→ PROMPT:
Among the lines listed below, count those that include the string "background", and state only the count.

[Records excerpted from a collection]
^^^^

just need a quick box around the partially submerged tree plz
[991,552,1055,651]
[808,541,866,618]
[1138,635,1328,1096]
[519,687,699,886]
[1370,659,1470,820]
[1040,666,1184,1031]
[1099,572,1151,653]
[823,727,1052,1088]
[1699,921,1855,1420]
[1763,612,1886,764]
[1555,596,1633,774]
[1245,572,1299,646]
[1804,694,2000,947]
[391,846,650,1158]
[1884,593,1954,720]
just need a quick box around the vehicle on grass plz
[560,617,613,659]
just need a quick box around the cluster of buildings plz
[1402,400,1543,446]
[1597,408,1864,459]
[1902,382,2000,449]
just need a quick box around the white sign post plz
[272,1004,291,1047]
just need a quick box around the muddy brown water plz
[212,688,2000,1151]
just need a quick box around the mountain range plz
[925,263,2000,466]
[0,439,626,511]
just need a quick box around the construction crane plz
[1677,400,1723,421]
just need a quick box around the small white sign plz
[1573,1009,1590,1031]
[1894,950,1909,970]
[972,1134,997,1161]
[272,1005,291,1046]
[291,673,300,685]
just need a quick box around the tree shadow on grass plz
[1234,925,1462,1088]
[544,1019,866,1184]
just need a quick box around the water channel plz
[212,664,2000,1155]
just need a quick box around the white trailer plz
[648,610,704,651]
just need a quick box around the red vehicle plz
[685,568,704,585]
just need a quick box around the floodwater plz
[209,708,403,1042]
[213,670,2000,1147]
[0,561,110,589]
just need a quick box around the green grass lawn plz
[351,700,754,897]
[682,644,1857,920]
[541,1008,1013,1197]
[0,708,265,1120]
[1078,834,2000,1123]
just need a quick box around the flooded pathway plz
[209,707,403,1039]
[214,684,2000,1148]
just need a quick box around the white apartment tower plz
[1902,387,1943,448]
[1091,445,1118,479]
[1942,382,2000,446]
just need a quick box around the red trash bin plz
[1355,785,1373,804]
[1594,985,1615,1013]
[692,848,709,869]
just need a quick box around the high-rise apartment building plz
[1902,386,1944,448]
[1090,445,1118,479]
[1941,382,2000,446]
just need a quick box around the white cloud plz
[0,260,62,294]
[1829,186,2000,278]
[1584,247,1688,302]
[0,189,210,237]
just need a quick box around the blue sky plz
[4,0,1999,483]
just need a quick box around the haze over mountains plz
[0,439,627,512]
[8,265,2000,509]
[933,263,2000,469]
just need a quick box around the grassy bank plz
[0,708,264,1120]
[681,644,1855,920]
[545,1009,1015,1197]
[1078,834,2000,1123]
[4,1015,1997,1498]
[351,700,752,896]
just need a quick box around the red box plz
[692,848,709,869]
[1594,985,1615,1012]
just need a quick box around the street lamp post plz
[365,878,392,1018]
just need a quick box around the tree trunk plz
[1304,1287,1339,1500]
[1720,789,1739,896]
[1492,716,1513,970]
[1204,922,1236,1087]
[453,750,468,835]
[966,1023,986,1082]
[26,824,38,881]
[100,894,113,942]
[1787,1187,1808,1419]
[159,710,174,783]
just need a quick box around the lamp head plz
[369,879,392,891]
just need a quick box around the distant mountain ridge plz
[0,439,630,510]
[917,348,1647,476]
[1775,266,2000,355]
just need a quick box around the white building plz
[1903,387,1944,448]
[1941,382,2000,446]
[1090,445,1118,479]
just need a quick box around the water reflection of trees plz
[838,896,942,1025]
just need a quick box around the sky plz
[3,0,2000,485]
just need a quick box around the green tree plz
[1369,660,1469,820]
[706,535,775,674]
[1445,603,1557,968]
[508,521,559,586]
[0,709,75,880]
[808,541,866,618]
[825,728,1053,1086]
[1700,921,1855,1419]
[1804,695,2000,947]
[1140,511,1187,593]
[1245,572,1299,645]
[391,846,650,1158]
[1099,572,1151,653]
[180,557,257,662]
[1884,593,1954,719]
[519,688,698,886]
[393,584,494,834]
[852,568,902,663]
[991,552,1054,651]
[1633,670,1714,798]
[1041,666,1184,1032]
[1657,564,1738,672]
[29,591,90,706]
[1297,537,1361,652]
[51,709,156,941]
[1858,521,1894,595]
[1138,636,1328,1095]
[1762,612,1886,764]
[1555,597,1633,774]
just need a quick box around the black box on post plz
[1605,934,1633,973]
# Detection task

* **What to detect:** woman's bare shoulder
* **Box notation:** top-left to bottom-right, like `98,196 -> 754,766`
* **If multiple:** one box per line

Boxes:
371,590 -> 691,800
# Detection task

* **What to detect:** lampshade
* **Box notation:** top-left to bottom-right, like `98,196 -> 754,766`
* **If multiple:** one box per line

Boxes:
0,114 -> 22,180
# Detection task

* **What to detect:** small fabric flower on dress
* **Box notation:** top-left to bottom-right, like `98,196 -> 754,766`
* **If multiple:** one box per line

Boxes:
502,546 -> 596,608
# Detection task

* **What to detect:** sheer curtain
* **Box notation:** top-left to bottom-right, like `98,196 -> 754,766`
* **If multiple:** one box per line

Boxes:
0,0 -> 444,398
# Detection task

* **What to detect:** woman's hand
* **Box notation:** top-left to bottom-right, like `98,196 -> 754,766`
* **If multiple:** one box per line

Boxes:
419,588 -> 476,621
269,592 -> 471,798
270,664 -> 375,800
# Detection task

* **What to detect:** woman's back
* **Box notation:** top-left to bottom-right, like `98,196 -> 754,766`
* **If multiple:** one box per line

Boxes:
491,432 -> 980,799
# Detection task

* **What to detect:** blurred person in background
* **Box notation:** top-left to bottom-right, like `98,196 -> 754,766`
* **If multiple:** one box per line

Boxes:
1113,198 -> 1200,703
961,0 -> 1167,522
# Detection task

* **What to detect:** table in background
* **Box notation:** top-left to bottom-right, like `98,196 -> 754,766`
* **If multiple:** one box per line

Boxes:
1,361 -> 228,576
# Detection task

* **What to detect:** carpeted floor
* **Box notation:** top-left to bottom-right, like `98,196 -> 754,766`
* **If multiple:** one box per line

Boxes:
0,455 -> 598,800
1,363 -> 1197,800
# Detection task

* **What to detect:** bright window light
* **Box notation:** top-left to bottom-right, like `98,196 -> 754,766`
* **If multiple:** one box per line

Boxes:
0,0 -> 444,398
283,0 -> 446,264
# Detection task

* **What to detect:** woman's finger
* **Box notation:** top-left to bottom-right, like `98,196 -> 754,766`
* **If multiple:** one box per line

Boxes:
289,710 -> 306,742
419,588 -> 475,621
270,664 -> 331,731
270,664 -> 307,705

^^^^

→ WRITTEN RESPONSE:
2